- Trecho do texto:
====================
O mundo dos pais de primeira viagem também.

Uma das questões mais comuns e que orbitam a rotina de quem tem criança pequena diz respeito à alimentação.

- Não sendo brita, ele come de tudo. E rápido. Tenho que esconder as coisas senão ele engole tudo de uma vez - reclamam os pais dos mais rechonchudos, com indisfarçável orgulho.

Mas, se de um lado tem os pais de jiboias saindo de um spa, do outro tem os genitores de imperturbáveis preguiças adulantes e suas disposições de monges tibetanos.

Algumas crianças dessa modalidade levam horas para tomar café ou almoçar.

E todo dia começa com uma adulação paciente e acaba escalonando para irritações e desespero.
As preocupações dos pais são óbvias e praticamente todos travam batalhas ferrenhas, sendo que as estratégias de convencimento são acompanhadas das frustrações correspondentes, ante a crueza dos duelos diários.

Dependendo da insistência e humor, pode ser que aquela parte de nós nos honre com algumas tímidas mordidas no sanduíche ou, com a condescendência de quem sabe o seu poder, tome um copo de suco completo (desde que não tenha sequer um resquício de gomos, esclareça-se).

No almoço, caroços de feijão são devidamente contabilizados e um mísero pedaço de frango é admitido, mas desde que acompanhado de batata frita.

No jantar, quem sabe um pouco de leite afogado em achocolatado seja aceito e olhe lá.

Com muito esforço e habilidade, pode ser que se consiga uma rendição momentânea e o seleto paladar acate alguns biscoitos como ato de boa vontade, em nome de uma pacificação circunstancial.

Mas tal paz dura pouco.
====================
- Tarefa curta 1: Liste todos os alimentos e bebidas que o texto sobre a alimentação das crianças menciona entre o parágrafo que começa com "Dependendo da insistência e humor" e o que termina com "em nome de uma pacificação circunstancial".
- Tarefa curta 2: Segundo a fala dos pais reproduzida no texto sobre a alimentação das crianças, por que eles precisam esconder as coisas do filho? Responda em uma a três frases.
- Tarefa curta 3: Prossiga o texto sobre a alimentação das crianças a partir da frase "Mas tal paz dura pouco."

- Material fornecido:
====================
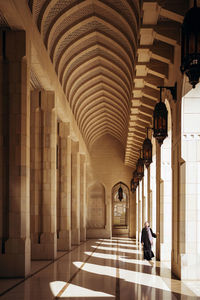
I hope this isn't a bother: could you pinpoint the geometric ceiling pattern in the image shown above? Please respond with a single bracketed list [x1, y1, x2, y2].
====================
- Resposta 1: sanduíche, suco, feijão, frango, batata frita, leite, achocolatado, biscoitos

- Resposta 2: Os pais precisam esconder as coisas porque, se não fizerem isso, o filho engole tudo de uma vez. Ele come de tudo e come rápido.

- Resposta 3:
Na próxima refeição, as hordas da resistência estarão a postos e prontas a desafiar a paciência dos pais estreantes que, a uma altura dessas, já cogitam estarem às beiras da inanição e falência múltipla imediata daquele que permanece impassível, brincando com ervilhas e espalhando a comida para as bordas do prato.

Uma amiga, inexperiente como todas as mães são um dia, me relatou a rotina de brigas, ameaças e intimidações na hora do café e que seguiam no elevador, no carro e até mesmo às portas da creche quando o filho de 3 anos, que vinha mordiscando cada migalha da metade de um sanduiche como quem espera a eternidade, finalmente anunciava, com cinismo e segurando cascas, que “acabei”.

Foi assim até que um dia em que o estava colocando para dormir e explicando, pela milésima vez, a importância da alimentação para se crescer forte, bonito e inteligente.

Perguntou por que ele insistia em demorar tanto para comer quando ela estava por perto, vez que sabia que na creche ele comia direito e no mesmo ritmo dos demais coleguinhas.

A resposta foi daquelas de dar um nó na garganta e nos fazer ter dificuldade para engolir.

- É que, assim, fico mais tempo com você.